* Given records
□ □ □ □ □

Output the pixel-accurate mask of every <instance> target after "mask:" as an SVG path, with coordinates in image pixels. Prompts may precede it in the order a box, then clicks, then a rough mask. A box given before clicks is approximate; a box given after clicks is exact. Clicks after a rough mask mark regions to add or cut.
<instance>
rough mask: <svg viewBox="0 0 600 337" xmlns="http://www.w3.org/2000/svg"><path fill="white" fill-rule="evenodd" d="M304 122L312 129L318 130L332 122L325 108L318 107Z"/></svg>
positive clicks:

□ □ □ □ □

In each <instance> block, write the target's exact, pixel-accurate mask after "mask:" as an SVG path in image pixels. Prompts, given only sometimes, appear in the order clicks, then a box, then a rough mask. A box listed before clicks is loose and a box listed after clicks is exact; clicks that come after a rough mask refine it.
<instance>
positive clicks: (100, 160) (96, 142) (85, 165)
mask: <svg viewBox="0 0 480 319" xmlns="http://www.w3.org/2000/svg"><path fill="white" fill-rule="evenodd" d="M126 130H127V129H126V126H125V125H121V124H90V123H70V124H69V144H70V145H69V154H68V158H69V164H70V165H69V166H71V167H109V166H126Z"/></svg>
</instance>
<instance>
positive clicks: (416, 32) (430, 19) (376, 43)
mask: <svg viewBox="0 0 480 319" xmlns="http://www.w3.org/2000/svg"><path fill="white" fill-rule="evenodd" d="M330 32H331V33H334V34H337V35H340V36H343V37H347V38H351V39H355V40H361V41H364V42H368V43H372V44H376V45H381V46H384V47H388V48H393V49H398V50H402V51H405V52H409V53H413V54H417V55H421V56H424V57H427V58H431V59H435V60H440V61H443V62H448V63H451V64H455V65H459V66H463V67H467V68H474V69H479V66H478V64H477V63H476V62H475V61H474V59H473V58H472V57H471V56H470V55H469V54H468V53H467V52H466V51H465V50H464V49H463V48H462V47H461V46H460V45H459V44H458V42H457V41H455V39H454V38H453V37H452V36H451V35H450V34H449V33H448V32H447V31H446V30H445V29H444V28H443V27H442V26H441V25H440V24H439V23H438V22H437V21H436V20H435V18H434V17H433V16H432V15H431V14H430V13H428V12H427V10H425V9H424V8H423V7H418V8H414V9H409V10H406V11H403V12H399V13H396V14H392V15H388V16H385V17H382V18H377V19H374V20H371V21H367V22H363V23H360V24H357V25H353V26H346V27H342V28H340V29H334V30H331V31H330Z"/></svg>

□ □ □ □ □

Search the listing for the string "order". Copy each line where it turns up.

* Response to this exercise
Output the pixel-accurate mask of every <instance> target after "mask:" as an SVG path, with coordinates in image pixels. Prompts may precede it in the order a box, then clicks, then a rough mask. A box given before clicks is approximate; a box given after clicks is exact. Clicks after a rough mask mark regions to add or cut.
In each <instance> block, write the target's exact, pixel-accurate mask after "mask:" as an SVG path in image pixels. Prompts, given only sometimes, appear in the order clicks, then a box, then a rough mask. A box listed before clicks is loose and a box listed after clicks is exact; clicks that come after a rough mask refine it.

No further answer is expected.